**Document passage:**
******************************

Both appellant and respondents filed and exchanged briefs of argument, which are both of inordinate length. Both briefs of argument would seem to have ignored the guidelines in Order 6 rule 5 requiring a brief of argument to be a succinct statement of the argument in the appeal. Rather what the court has been treated with is a compendious treatise of arguments on the Admiralty jurisdiction exercise of action in rem and in personam. In a different setting and submitted for a different purpose, the industry and intellectual effort demonstrated in the briefs of the parties is commendable.
Where however, as in this case, the issue between the parties is whether the trial Judge was right in holding that the writ of summons of the plaintiff and the statement of claim, should be struck out in limine on the objection of the defendant, properly directed the brief of counsel should be confined only to that issue. The requirements of a good brief have been prescribed in judgments of this court. I refer only to Engineering Enterprises v. Attorney-General Kaduna State (1987) 2 NWLR (Pt. 57) 381; University Vulcanizing (Nig.) Ltd. v. L.U.T.T.C. & ors. (1992) 9 NWLR (Pt. 266) 388, Shell Petroleum Dev. Company (Nig.) Ltd. v. Fed. Board of Inland Revenue (1996) 8 NWLR (Pt. 466) 256.
The issues canvassed in the briefs before us belong in the main to the realm of arguments from disputed issues, arising after a conducted trial. For the purpose of the hearing appellant has formulated three issues for determination arising from the grounds of appeal filed. Respondent on his part has adopted the issues formulated by the appellant. The issues formulated are as follows-
“(i) Can the admiralty jurisdiction of the Federal High Court be invoked in this particular case having regard to the provision in section 5(4) (a) of the Admiralty Jurisdiction Decree 1991, and the decisions by the Court of Appeal in the cases of M. V. “S. Aruz” v. Scheep (1996) 5 NWLR (Pt.447) 204, and M. V. “5. Araz” v. LPG Shipping S.A. (1996) 6 NWLR (Pt.457) 720. In other words, are the persons whom the plaintiffs/respondents say they have a contract with the beneficial owners with respect to all the shares in the Motor Vessel “S. Araz” or are they charterers of the Vessel under a charter by demise
(ii) Can an action in rem and one in personam be commenced by the same initiating process.

******************************

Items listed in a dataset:
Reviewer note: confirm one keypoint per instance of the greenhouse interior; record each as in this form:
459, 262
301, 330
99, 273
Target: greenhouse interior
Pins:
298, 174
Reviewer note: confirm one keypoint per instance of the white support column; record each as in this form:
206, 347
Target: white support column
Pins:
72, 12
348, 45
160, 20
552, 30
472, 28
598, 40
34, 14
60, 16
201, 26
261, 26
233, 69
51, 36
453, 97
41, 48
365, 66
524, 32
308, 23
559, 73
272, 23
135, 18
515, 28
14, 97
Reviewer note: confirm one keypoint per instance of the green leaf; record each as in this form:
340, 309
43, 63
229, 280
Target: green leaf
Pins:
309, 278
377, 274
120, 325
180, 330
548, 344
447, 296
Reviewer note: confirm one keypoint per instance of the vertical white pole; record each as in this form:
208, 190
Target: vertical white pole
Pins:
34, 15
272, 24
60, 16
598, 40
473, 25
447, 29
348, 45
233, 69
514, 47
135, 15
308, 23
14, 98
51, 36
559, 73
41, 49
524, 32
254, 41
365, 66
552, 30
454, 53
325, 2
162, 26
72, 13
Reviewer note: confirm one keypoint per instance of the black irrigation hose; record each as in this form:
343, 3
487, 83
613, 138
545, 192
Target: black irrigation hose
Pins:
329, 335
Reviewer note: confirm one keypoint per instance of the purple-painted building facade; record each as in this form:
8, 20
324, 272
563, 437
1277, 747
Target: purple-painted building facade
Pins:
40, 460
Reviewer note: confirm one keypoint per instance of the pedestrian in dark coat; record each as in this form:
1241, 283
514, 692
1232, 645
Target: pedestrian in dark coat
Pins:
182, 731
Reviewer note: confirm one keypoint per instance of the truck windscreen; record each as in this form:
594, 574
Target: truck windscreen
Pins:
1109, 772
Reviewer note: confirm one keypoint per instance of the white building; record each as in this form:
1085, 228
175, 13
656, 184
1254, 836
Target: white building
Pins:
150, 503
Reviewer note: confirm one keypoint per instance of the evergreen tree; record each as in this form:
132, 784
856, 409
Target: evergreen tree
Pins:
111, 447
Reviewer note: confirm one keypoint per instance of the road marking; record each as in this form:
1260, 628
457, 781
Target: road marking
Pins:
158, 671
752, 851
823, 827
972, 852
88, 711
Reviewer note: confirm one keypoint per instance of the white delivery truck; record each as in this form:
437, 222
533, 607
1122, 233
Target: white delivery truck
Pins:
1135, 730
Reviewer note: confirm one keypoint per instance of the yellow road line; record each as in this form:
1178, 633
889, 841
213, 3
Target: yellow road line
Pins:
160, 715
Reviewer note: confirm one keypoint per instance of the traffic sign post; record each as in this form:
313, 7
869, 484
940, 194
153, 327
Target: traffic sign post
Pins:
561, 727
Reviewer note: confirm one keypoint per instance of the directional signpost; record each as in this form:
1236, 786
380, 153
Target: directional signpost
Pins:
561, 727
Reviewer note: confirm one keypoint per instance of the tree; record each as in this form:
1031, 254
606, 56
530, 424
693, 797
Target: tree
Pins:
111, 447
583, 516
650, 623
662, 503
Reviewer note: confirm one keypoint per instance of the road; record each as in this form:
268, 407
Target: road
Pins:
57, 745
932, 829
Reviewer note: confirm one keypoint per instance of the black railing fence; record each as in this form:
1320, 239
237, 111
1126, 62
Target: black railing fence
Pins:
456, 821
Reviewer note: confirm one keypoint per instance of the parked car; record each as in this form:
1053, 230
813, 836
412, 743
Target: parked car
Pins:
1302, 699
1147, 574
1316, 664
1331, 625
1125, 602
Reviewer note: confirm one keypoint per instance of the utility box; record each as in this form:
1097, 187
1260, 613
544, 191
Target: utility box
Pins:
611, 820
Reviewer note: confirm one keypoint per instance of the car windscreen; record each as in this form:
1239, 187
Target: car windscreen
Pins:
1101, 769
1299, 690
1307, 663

******************************

**Challenges:**
1. According to the court judgment excerpt, why do both briefs of argument fall short of the guidelines in Order 6 rule 5? Answer in one to three sentences.
2. Translate this sentence from the court judgment excerpt into Spanish: "The requirements of a good brief have been prescribed in judgments of this court."
The data placed after the court judgment excerpt are separate material with no connection to it.

**Outputs by task:**
1. Order 6 rule 5 requires a brief of argument to be a succinct statement of the argument in the appeal, but both briefs are of inordinate length. Instead of a concise statement, they present a compendious treatise of arguments on the Admiralty jurisdiction exercise of action in rem and in personam.

2. Los requisitos de un buen escrito de alegatos han sido establecidos en sentencias de este tribunal.